■ **What the task asks**: Reproduce the records from the first line through the line containing "[[672, 449], [302, 432]]", requests included, and adjust every coordinate in the answers by adding -47 to it. Leave out the pictures.

■ **Exercise inputs**:
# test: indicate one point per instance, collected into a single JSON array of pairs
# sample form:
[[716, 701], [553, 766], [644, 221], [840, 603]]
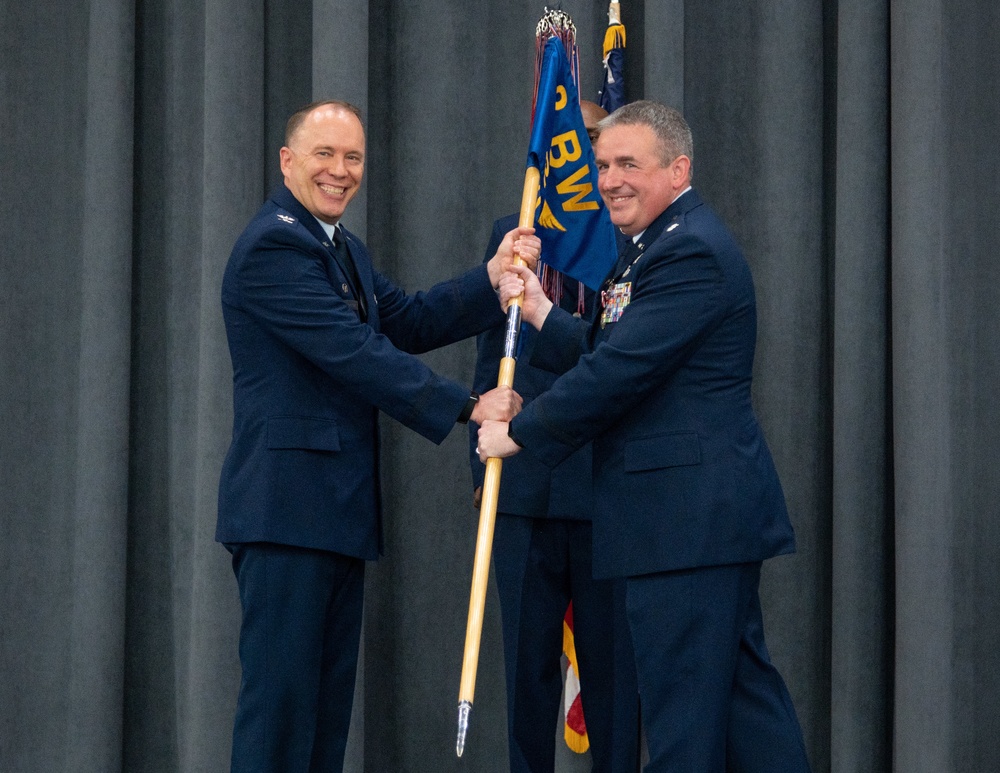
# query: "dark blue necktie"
[[343, 256]]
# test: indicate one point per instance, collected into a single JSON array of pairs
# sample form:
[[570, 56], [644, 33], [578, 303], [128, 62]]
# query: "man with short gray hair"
[[689, 504]]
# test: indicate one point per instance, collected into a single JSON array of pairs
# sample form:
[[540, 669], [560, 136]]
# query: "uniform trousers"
[[299, 653], [711, 699]]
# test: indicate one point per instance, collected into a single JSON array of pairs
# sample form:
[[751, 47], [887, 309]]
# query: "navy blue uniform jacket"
[[309, 378], [682, 474]]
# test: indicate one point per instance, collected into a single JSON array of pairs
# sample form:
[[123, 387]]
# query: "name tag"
[[615, 300]]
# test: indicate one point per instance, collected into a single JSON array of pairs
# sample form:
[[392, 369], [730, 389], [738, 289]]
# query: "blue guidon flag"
[[571, 219]]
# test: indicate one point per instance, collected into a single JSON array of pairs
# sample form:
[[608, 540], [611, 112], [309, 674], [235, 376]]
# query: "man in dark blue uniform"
[[320, 342], [688, 502], [542, 558]]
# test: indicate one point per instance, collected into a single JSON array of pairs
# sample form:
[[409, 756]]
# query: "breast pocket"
[[672, 449], [302, 432]]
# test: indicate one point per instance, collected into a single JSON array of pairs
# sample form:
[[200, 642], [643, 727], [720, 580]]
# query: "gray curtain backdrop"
[[851, 146]]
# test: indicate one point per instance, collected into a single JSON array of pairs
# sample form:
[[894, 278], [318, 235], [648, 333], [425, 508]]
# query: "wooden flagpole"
[[491, 491]]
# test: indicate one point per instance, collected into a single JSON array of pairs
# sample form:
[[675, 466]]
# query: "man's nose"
[[608, 178], [336, 166]]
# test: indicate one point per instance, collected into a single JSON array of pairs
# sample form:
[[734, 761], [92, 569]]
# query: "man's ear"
[[681, 171]]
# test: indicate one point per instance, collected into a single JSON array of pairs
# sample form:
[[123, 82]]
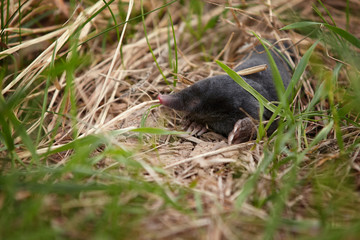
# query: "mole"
[[220, 104]]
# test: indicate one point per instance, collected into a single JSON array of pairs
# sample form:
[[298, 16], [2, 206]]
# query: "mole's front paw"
[[244, 130], [196, 129]]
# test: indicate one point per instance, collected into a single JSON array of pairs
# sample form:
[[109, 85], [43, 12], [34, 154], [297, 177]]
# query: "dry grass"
[[113, 89]]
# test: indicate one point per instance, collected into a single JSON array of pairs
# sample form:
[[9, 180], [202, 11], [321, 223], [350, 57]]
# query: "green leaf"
[[299, 70], [237, 78], [344, 34]]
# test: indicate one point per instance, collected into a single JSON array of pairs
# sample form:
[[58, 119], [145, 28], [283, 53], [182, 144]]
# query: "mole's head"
[[205, 99], [187, 100]]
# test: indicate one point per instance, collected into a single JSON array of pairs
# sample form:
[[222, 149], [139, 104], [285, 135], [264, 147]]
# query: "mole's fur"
[[219, 102]]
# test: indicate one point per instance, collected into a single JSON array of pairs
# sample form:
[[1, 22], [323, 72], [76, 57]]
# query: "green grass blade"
[[344, 34], [237, 78], [299, 70]]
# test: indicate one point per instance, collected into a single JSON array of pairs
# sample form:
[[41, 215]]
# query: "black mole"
[[223, 105]]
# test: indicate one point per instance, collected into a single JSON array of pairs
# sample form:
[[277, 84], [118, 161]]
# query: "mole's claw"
[[196, 129], [244, 130]]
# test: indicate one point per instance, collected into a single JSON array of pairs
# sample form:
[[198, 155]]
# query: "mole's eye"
[[193, 103]]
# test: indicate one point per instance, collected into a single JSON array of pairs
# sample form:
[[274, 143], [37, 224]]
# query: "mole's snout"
[[165, 100]]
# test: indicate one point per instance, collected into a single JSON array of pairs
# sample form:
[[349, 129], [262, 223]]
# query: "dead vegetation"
[[115, 81]]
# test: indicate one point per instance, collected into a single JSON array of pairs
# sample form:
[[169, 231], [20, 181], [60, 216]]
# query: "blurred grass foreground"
[[87, 153]]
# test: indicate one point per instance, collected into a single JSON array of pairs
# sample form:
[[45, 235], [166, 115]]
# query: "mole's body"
[[219, 102]]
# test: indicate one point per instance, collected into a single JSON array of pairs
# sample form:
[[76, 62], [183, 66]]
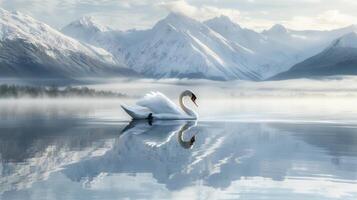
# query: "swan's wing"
[[136, 112], [159, 103]]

■ **Reply**:
# test: indicate one point per instance, collected into a single JSON array of pairs
# sample form:
[[716, 701], [553, 766], [644, 221], [840, 603]]
# query: "dark blue necktie"
[[296, 209]]
# test: indicate one point per instance, collected into a single JSON array of pairs
# sample form:
[[570, 56], [644, 33], [578, 303], [128, 62]]
# query: "man with short gray hair"
[[642, 457]]
# test: indicate one point per instance, collected into a single JSON array of pairs
# sample form:
[[540, 669], [560, 136]]
# query: "uniform trousers"
[[252, 606], [664, 652]]
# test: indicate one point per instance, collected into a single JSON array of pairs
# sample form:
[[751, 47], [887, 309]]
# query: "navy blue uniform jacket"
[[262, 331], [635, 427]]
# test: indicate one point per instance, collected into a single JSON array of pairs
# sample form:
[[123, 387]]
# query: "name tag"
[[568, 253]]
# test: indicate one point per instance, collected into a single JSON array of pairs
# sample form:
[[392, 369], [730, 389], [738, 289]]
# query: "blue guidon flag"
[[524, 172]]
# test: indicate one point per instance, collected into a single JSON array of pairs
# sample form:
[[608, 540], [611, 112], [309, 674], [235, 376]]
# query: "man in dark blue uniform"
[[273, 295], [641, 455], [495, 511]]
# test: indicate one point per instance, collected into a single JSON array of pairs
# sample form:
[[409, 756]]
# query: "breast pocket"
[[625, 402], [255, 385]]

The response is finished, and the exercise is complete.